> [EXERCISE REQUIREMENTS]: Copy every one of the entries below word for word, but leave the pictures out.

> [AVAILABLE RECORDS]:

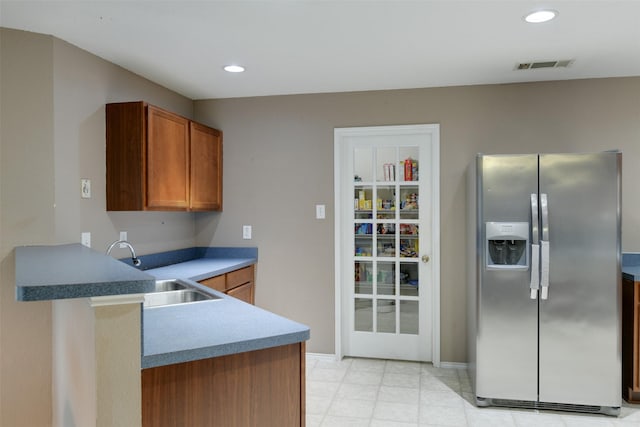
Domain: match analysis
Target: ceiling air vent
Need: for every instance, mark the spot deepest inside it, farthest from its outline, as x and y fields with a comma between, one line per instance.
x=564, y=63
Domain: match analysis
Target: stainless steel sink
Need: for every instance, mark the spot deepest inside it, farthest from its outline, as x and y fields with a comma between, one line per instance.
x=171, y=292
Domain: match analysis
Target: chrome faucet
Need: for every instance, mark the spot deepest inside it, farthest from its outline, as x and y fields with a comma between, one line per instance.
x=136, y=261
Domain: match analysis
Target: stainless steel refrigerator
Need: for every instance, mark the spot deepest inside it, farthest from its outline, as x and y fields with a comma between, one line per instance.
x=544, y=281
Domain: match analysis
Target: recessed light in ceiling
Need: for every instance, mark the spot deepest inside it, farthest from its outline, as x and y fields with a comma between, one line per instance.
x=234, y=68
x=540, y=16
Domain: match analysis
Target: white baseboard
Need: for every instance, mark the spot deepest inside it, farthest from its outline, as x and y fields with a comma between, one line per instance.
x=454, y=365
x=333, y=358
x=323, y=356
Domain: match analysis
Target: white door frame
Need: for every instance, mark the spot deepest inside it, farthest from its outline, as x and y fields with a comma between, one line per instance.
x=339, y=227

> [RESULT FOR THIS TASK]:
Domain: match analysis
Target: ceiling air vent
Need: for every instance, mark the spot deepest inside it, farthest from its outline, as x and y fields with a comma between, one line per instance.
x=564, y=63
Domain: match analysis
Target: stainless steel sink
Need: for every instance, mark the spot deepest inside it, farthest from its outline, as x and y fields with a comma between, one line per instance.
x=171, y=292
Domain: match analysis
Target: chrome faucet
Need: for every instance, mark the spot deepest inside it, farthest from its outline, as x and y fields with a comma between, one line per instance.
x=136, y=261
Domain: match analysis
Target: stainless steel refrigerator
Need: for every instance, mark the spot deepest inside it, farthest from its outline, as x and y fields with a comma between, one line per instance.
x=544, y=281
Domain: match analysis
Target: recessed light in ceiling
Need: for every instance, mark the spot deepest inside it, farthest from its outline, as x and y fields with a comma between, one line per instance.
x=234, y=68
x=540, y=16
Domain: match analysis
Target: white baseboard
Need: for every instance, mark the spot deepest inside it, farthest from its outline, as x and y fields with a comma between, one line per instance.
x=454, y=365
x=333, y=358
x=323, y=356
Domain: match analysis
Target: white door frame
Need: for every instance, mark the spot deepest inside it, farthest from its outline, as x and y fields with a comma between, one line per instance.
x=339, y=227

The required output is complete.